-- Exercises --
a) Can you condense the paragraph beginning "Up to 970 terajoule" in the Dubbo project text into a short list that keeps its main facts?
b) Can you reproduce word for word the stretch of the Dubbo project text from "Up to 970 terajoule" through "to produce salts."?

-- Extract provided --
-*-

The company has completed an engineering and financials review of the project and says it has confirmed a viable project of significance.
The project would have a 20-year mine life at a 1 million tonne per annum feed rate.
Alkane has the option of going straight to the 1Mtpa plant or building two 500,000tpa plants in stages.
Capital costs based on a 1Mtpa base case are about $1.3 billion, growing to $1.5 billion if the staged build to 1Mtpa is undertaken.
All key state and federal approvals and licences needed for plant construction and mining to start are in place.
The process flow sheet devised for the project has been piloted since 2008 using a purpose-built demonstration pilot plant at the Australian Nuclear Science and Technology Organisation in Sydney.
Alkane managing director Nic Earner said the review confirmed the project was capable of supplying specialty metals globally as an independent source to China.
"In an external environment of rising commodity prices, interest in the project's products is increasing as global manufacturers look for both material sources and supply chains outside China," he said.
The steps forward for the Dubbo project are:
- To continue development of the hafnium product stream to demonstrate metal production to directly access the superalloys market - the largest for hafnium products;
- Detailed engineering of the staged-build option to allow rapid tendering and execution once financing is received;
- Securing binding offtake contracts for the project's products to underpin that financing; and
- Getting financing.
It is expected mining at the project will be in a single open pit using drill and blast.
The processing of the metals will be through sulphuric acid leaching followed by solvent extraction recovery and refining.
Two of the plant's main reagents are sulphuric acid and limestone and the plan is to produce both in house.
Sulphuric acid will be produced in a dedicated sulphur burning plant on site with waste heat from the plant being used to co-generate electricity.
Limestone will be quarried from a nearby location at Guerie. The quarry is yet to be approved or developed so limestone will initially be purchased externally.
Other reagents will be delivered to site.
Up to 970 terajoule of natural gas will be needed to heat the reagents within the various processing plant circuits. Discussions are underway with the owner and operator of the NSW gas distribution network to expand the existing gas network to the Dubbo project site. Otherwise, Alkane will have to build and own a gas facility within the Dubbo-Molong rail line easement or truck gas to site.
The wet solid residue from the plant will be treated and stored and dried in a solid residue storage facility.
That SRSF will have a series of cells that are double-lined to prevent leakage. Each cell will be able to be filled, closed and rehabilitated separately of the other cells.
Liquid residue from the plant will be chemically treated and neutralised before being passed through a brine concentrator that will force evaporate the water to produce salts.
Those salts will be stacked and stored in covered salt encapsulation cells.

-*-

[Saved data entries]
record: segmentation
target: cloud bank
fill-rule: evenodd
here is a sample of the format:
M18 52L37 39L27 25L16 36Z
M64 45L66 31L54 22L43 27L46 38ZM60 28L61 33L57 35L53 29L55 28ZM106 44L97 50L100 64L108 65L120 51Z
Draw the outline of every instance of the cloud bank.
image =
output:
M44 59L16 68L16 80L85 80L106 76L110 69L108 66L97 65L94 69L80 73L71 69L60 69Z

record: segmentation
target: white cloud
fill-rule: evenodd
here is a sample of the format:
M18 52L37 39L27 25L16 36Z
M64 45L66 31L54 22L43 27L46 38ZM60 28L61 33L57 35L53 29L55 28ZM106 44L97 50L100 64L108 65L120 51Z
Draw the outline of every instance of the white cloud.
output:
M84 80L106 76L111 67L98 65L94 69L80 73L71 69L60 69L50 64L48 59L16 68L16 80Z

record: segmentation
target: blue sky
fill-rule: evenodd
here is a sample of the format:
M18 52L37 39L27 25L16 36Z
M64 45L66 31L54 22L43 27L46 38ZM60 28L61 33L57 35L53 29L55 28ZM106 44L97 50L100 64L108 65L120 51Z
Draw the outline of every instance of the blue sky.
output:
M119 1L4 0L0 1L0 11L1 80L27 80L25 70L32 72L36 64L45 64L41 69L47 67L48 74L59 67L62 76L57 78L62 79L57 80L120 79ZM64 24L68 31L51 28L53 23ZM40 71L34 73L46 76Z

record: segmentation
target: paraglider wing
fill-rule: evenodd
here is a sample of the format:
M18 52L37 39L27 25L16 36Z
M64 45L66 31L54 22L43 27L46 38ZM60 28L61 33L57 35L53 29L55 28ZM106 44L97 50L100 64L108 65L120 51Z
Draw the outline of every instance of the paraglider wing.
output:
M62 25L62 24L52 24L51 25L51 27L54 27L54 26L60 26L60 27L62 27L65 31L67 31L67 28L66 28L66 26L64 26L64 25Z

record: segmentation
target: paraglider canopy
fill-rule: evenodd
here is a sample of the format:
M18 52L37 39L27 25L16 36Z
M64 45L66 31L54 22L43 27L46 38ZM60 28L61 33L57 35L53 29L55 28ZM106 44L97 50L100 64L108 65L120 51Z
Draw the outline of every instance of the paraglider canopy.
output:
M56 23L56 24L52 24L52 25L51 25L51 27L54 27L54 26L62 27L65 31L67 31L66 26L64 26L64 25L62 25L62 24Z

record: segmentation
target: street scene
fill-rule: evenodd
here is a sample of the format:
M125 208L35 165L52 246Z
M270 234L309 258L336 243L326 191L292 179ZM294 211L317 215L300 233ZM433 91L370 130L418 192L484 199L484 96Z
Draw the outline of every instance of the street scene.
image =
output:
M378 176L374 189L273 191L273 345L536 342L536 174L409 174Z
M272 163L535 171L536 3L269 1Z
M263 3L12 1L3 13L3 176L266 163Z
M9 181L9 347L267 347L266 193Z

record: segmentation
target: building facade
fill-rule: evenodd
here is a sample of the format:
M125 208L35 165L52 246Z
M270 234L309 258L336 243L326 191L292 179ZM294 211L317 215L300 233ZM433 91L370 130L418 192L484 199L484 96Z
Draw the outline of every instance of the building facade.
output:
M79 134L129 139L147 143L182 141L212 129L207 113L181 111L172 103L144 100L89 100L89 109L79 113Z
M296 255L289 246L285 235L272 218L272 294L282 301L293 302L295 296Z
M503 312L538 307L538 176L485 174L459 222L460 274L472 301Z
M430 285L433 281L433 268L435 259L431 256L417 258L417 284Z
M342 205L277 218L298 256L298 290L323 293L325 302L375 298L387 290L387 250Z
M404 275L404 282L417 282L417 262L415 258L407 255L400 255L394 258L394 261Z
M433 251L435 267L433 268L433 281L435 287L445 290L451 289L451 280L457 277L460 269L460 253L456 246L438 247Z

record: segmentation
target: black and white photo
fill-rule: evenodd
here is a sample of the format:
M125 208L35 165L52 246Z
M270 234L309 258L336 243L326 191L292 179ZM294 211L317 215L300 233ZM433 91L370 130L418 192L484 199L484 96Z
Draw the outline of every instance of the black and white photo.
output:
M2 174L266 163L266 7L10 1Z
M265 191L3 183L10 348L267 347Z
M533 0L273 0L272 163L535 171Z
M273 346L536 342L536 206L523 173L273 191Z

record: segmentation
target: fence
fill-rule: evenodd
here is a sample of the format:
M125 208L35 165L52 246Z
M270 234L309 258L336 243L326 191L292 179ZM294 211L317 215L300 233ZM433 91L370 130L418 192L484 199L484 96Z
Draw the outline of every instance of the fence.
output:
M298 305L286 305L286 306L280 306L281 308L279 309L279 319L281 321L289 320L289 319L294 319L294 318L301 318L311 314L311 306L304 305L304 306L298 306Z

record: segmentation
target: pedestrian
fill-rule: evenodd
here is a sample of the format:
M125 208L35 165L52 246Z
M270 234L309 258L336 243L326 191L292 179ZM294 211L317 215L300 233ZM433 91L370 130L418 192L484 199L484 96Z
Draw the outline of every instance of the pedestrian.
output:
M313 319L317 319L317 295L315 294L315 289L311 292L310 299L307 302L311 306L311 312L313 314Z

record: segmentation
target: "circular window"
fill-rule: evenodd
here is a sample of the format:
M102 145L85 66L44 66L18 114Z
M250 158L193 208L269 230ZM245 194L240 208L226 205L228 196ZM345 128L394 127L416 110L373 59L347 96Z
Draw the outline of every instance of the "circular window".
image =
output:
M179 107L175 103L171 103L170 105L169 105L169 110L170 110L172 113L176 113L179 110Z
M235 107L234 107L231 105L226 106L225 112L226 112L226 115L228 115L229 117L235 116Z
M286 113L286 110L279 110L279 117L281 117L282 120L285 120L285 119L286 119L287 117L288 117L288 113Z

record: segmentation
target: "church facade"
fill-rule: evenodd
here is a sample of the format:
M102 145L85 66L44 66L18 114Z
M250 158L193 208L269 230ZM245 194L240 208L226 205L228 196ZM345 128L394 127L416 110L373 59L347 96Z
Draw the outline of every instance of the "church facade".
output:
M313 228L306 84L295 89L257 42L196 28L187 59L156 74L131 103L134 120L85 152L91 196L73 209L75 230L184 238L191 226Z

-*-

-- Responses --
a)
- Up to 970 terajoule of natural gas will be needed to heat reagents in the processing plant circuits.
- Alkane is in discussions with the owner and operator of the NSW gas distribution network about expanding the existing network to the Dubbo project site.
- Failing that, Alkane will have to build and own a gas facility within the Dubbo-Molong rail line easement or truck gas to the site.

b)
Up to 970 terajoule of natural gas will be needed to heat the reagents within the various processing plant circuits. Discussions are underway with the owner and operator of the NSW gas distribution network to expand the existing gas network to the Dubbo project site. Otherwise, Alkane will have to build and own a gas facility within the Dubbo-Molong rail line easement or truck gas to site.
The wet solid residue from the plant will be treated and stored and dried in a solid residue storage facility.
That SRSF will have a series of cells that are double-lined to prevent leakage. Each cell will be able to be filled, closed and rehabilitated separately of the other cells.
Liquid residue from the plant will be chemically treated and neutralised before being passed through a brine concentrator that will force evaporate the water to produce salts.